(Beginning of Task inputs)

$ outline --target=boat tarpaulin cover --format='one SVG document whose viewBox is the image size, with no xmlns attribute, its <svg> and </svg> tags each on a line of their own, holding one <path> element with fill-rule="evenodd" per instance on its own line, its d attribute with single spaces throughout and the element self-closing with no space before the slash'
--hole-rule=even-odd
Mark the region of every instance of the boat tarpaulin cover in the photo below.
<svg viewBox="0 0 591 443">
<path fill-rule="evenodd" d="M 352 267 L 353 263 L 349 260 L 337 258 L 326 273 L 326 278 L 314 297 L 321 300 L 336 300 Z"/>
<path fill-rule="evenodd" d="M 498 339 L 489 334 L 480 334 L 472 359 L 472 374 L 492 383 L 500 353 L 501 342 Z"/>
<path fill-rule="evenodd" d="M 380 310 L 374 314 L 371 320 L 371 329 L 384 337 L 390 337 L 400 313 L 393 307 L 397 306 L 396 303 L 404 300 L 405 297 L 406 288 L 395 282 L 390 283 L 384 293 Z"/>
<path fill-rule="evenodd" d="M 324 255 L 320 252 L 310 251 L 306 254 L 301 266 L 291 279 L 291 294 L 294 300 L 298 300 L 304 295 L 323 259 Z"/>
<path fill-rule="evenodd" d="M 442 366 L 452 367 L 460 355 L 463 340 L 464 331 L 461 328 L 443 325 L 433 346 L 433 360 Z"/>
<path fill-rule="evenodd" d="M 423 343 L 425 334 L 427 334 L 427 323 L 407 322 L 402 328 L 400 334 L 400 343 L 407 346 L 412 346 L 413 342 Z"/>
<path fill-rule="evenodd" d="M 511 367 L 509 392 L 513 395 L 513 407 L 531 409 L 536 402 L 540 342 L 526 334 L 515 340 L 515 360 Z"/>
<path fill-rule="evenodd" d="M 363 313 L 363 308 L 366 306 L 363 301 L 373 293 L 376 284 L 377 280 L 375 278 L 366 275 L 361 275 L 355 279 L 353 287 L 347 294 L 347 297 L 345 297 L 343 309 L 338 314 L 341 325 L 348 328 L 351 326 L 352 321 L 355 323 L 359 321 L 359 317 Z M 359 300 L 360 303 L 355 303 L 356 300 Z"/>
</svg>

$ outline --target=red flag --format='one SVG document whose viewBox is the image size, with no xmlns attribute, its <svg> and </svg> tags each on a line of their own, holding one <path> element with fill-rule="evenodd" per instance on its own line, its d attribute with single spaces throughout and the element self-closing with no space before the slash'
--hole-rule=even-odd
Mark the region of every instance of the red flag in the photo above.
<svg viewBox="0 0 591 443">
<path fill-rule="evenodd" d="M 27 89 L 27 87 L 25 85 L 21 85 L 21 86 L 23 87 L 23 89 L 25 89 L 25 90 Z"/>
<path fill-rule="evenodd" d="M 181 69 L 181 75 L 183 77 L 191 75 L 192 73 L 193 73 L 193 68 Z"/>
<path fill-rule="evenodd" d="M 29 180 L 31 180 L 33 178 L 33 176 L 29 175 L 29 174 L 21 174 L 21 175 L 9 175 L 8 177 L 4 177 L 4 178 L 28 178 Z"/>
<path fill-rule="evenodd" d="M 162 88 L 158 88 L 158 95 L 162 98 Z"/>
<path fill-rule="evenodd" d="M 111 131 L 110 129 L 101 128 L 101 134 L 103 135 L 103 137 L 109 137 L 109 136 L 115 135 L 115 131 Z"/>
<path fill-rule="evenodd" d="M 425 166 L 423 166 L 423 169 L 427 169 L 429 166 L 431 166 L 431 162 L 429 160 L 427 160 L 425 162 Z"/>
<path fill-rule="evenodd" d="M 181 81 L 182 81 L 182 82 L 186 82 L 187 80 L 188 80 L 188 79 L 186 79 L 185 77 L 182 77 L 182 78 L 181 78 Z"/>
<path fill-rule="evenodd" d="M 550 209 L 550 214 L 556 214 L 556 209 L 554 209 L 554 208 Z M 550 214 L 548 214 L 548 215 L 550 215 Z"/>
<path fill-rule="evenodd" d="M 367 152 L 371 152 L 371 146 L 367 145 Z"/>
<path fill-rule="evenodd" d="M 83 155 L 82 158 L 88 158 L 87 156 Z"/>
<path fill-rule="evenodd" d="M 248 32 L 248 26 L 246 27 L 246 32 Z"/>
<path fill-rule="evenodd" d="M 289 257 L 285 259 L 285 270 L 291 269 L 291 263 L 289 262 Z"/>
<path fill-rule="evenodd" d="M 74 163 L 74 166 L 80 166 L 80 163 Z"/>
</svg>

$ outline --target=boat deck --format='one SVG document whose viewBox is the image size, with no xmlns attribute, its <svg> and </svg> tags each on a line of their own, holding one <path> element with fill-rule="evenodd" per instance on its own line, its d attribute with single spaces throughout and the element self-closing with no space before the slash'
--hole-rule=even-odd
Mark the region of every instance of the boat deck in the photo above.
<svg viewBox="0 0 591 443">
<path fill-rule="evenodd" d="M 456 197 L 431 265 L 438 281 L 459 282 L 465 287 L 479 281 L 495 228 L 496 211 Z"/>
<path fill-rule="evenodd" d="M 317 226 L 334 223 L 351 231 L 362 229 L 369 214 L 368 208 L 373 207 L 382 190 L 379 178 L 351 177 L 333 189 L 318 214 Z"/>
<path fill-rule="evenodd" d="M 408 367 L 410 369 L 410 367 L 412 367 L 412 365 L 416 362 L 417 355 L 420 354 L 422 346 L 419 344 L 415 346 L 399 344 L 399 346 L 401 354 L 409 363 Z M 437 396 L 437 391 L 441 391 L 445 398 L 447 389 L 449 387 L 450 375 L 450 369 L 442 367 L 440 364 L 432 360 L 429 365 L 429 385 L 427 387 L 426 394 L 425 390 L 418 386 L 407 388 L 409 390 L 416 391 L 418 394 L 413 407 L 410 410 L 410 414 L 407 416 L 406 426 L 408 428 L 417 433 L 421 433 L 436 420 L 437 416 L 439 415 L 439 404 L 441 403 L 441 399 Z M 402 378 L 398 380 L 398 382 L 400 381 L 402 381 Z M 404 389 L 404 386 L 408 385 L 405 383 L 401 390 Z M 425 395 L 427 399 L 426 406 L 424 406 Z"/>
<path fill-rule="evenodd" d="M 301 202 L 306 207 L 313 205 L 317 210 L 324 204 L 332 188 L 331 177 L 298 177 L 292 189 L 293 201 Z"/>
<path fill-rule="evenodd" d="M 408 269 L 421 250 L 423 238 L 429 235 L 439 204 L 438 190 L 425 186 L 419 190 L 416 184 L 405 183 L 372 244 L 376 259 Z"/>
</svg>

(End of Task inputs)

## Task description
In the answer, include exactly the lines from the line containing "Mark the region of every instance of the boat deck" through the end of the data, and nothing else.

## Answer for the task
Mark the region of every instance of the boat deck in the photo above.
<svg viewBox="0 0 591 443">
<path fill-rule="evenodd" d="M 456 197 L 431 265 L 438 281 L 459 282 L 465 287 L 479 281 L 495 228 L 496 211 Z"/>
<path fill-rule="evenodd" d="M 317 226 L 334 223 L 351 231 L 362 229 L 369 214 L 368 208 L 373 207 L 382 190 L 379 178 L 351 177 L 333 189 L 318 214 Z"/>
<path fill-rule="evenodd" d="M 408 367 L 410 369 L 410 367 L 412 367 L 412 365 L 416 362 L 417 355 L 420 354 L 422 346 L 419 344 L 415 346 L 399 344 L 399 346 L 401 354 L 409 363 Z M 437 396 L 437 391 L 441 391 L 445 398 L 447 389 L 449 387 L 450 375 L 450 369 L 442 367 L 440 364 L 432 360 L 429 365 L 429 385 L 427 387 L 426 394 L 425 390 L 418 386 L 407 388 L 409 390 L 416 391 L 418 394 L 413 407 L 410 410 L 410 414 L 407 416 L 406 426 L 408 428 L 417 433 L 421 433 L 436 420 L 437 416 L 439 415 L 439 404 L 441 403 L 441 399 Z M 402 378 L 398 380 L 398 382 L 400 381 L 402 381 Z M 404 389 L 404 386 L 408 385 L 405 383 L 401 390 Z M 425 395 L 427 399 L 426 406 L 424 406 Z"/>
<path fill-rule="evenodd" d="M 301 202 L 306 207 L 313 205 L 317 210 L 324 204 L 332 188 L 331 177 L 298 177 L 292 189 L 293 201 Z"/>
<path fill-rule="evenodd" d="M 408 269 L 421 250 L 423 238 L 429 235 L 439 204 L 438 190 L 425 186 L 419 190 L 416 184 L 405 183 L 372 244 L 376 259 Z"/>
</svg>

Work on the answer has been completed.